▶ _Required task_:
Return only the line that contains "of the waterfall" and each line after it, through the last line of the data below, copied exactly.

(Point annotation records)
## START

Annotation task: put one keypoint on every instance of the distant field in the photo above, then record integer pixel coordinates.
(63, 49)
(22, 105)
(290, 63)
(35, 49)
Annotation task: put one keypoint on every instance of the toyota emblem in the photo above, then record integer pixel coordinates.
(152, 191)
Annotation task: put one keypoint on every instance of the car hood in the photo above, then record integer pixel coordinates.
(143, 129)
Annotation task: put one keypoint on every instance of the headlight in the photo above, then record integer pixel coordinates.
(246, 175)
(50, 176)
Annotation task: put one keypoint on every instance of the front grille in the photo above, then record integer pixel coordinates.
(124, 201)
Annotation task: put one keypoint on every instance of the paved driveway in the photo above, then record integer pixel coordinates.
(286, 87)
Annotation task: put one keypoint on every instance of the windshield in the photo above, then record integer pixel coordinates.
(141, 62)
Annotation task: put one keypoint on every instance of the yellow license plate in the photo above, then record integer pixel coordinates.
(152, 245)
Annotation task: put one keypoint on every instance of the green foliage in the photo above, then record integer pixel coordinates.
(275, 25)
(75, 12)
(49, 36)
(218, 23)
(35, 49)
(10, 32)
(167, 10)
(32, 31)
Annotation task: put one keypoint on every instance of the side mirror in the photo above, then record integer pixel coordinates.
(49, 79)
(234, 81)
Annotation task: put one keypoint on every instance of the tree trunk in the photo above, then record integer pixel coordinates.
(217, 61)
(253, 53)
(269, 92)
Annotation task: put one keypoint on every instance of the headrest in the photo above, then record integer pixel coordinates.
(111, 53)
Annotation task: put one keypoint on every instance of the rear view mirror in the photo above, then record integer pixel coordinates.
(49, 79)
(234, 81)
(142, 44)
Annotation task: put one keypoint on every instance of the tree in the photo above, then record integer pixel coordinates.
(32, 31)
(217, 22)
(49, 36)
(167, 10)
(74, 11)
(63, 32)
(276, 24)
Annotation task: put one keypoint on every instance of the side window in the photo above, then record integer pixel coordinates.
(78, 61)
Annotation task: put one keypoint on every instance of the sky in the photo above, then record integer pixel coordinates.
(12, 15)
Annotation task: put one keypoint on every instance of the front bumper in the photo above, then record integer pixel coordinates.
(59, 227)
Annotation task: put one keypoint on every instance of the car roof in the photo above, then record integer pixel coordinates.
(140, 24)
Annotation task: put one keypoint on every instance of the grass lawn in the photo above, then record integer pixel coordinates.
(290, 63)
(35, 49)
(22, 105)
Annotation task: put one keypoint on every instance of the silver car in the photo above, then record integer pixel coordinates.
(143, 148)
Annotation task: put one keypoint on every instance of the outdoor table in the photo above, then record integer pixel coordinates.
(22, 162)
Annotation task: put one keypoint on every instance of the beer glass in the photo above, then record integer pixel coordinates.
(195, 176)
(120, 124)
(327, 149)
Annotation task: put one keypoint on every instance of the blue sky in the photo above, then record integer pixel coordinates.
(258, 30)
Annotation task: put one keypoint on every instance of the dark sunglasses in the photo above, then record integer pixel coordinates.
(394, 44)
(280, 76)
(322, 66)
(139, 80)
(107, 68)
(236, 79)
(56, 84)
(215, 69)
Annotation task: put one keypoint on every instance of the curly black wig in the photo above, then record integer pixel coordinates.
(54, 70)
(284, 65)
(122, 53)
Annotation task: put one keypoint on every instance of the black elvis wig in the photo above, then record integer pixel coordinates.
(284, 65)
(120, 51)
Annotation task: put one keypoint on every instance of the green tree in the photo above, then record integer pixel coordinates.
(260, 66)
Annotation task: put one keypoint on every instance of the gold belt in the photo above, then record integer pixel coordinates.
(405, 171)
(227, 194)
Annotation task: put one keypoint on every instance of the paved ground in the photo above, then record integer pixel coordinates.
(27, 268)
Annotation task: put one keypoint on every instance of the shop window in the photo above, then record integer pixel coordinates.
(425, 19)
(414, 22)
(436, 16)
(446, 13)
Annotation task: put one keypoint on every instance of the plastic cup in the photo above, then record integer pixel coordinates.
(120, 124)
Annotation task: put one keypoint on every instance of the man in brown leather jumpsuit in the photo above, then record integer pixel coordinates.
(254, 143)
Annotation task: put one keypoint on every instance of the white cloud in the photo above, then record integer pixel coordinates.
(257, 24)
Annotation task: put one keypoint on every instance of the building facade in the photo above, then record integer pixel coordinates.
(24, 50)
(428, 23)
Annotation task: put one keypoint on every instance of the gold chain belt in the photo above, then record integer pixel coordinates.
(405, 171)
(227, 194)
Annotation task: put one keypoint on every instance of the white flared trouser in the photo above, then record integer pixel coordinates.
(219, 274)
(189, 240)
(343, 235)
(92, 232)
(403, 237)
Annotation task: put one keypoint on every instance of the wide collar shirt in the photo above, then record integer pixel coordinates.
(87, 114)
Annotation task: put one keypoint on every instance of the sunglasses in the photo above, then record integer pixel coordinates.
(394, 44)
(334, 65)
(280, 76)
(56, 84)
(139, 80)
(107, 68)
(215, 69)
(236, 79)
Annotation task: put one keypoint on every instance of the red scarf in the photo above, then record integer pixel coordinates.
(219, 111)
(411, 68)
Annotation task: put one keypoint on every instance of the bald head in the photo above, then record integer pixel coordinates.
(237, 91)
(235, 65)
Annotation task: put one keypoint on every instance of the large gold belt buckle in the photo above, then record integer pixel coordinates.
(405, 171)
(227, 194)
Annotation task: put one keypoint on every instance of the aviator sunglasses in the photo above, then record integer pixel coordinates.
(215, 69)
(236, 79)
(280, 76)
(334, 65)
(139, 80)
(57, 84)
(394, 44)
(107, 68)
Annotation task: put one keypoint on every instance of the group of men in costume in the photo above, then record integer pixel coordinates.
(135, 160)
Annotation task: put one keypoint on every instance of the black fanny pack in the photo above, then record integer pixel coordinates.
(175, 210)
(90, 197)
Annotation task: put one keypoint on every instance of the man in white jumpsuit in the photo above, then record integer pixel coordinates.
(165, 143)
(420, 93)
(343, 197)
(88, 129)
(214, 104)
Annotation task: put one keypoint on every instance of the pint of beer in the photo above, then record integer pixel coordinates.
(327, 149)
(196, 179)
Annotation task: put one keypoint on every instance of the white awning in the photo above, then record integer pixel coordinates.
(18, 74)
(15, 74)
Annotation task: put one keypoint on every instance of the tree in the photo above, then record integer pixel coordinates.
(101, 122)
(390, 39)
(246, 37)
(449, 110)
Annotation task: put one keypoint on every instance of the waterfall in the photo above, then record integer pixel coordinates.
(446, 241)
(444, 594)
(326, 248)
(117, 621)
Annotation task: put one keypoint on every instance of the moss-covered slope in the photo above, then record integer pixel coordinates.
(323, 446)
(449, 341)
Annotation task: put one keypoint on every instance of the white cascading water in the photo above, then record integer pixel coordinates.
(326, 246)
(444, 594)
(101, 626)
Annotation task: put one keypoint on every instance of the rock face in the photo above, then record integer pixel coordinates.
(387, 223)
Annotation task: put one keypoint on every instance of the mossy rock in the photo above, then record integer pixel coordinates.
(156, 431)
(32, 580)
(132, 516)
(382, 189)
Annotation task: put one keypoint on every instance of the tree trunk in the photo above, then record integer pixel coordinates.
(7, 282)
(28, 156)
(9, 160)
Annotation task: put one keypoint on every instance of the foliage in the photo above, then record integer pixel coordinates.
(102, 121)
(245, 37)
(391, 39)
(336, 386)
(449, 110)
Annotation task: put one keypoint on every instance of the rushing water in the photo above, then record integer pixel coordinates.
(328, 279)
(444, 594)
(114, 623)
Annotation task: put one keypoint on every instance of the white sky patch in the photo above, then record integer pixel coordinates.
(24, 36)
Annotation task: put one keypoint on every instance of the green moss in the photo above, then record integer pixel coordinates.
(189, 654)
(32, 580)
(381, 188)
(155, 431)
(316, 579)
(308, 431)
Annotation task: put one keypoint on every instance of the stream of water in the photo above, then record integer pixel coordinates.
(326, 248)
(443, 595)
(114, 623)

## END

▶ _Exercise answer_:
Annotation task: put one keypoint on every instance of the waterfall in the photo above, then record integer pixel coordinates.
(446, 241)
(444, 594)
(326, 248)
(117, 621)
Annotation task: put one keypoint on every instance of the moss-covered slope in the photo above, then record integer pixel coordinates.
(323, 446)
(449, 341)
Annotation task: put one keypoint on every instance of the white cascading water in the photo above, then record integer pixel coordinates.
(326, 246)
(444, 594)
(101, 626)
Annotation task: put one keypoint on every instance of the rock face in the photo above, then record integer pixel coordinates.
(387, 223)
Annotation task: put one keypoint on every instance of the mossy rock in the photo above, then record integer pixel coordinates.
(156, 431)
(32, 580)
(132, 516)
(382, 189)
Annotation task: put one keypoint on every instance of the tree trunk in the photo above, then record integer pixel coordinates.
(7, 282)
(28, 156)
(9, 160)
Annotation task: put one keypoint on every instance of the foliage in the photo above, then record integer pixel coordinates.
(102, 121)
(245, 37)
(391, 39)
(336, 386)
(449, 110)
Annotation task: put one keypoint on every instance of the rushing water in the photo above, then record integer pixel coordinates.
(328, 279)
(444, 594)
(114, 623)
Annotation task: put one keypoint on every instance of the white sky patch in the photo above, then record integer pixel coordinates.
(24, 36)
Annotation task: put one keypoint on every instance of the green moss in the photo above, then record integer pixel coordinates.
(189, 654)
(32, 580)
(381, 188)
(155, 431)
(316, 579)
(308, 431)
Annotation task: put one keypoint on every instance of the stream of water in the photo above, then record integer pixel coordinates.
(326, 248)
(443, 595)
(114, 623)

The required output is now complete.